- **Brief**
List every line in the records that contains the string "wheel", matching case exactly.
::: Materials provided :::
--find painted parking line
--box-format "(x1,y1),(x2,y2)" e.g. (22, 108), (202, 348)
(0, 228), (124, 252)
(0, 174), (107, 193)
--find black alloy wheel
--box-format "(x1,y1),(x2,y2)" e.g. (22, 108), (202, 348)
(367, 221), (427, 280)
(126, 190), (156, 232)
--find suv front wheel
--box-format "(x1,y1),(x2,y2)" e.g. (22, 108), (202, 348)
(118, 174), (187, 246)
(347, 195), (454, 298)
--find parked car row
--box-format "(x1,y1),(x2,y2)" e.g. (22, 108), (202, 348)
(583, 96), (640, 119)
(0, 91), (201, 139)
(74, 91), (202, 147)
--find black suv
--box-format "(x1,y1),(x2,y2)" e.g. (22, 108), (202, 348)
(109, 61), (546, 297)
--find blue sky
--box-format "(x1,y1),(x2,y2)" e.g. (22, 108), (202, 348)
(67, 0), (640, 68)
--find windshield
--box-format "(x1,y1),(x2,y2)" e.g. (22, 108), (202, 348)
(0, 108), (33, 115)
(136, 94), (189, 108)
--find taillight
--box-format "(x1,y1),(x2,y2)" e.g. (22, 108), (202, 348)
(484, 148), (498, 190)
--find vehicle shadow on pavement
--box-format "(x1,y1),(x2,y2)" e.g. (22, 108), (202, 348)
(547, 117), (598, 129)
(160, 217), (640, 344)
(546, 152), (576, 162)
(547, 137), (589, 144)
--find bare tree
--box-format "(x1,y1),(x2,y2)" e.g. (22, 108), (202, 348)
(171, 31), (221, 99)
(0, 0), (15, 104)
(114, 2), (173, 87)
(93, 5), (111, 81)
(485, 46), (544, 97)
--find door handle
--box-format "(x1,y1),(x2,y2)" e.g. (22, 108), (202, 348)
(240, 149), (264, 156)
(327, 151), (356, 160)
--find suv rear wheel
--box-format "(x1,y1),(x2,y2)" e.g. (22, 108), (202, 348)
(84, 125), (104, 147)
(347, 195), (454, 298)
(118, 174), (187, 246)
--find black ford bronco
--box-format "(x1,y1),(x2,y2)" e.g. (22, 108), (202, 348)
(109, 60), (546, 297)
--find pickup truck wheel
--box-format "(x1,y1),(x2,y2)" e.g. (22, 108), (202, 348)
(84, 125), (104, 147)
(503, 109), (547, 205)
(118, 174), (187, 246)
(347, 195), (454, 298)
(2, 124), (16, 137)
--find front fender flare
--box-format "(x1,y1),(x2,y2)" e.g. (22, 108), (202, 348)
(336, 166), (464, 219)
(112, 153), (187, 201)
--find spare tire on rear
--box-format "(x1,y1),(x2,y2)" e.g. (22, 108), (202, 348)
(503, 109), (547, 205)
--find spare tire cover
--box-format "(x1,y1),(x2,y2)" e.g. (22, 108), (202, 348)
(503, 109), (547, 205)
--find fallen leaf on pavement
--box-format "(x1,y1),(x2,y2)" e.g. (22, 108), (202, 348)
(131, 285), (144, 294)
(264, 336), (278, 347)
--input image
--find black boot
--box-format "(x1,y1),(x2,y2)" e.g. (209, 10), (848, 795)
:::
- **Task output**
--find black alloy wheel
--find suv front wheel
--find suv rear wheel
--find pickup truck wheel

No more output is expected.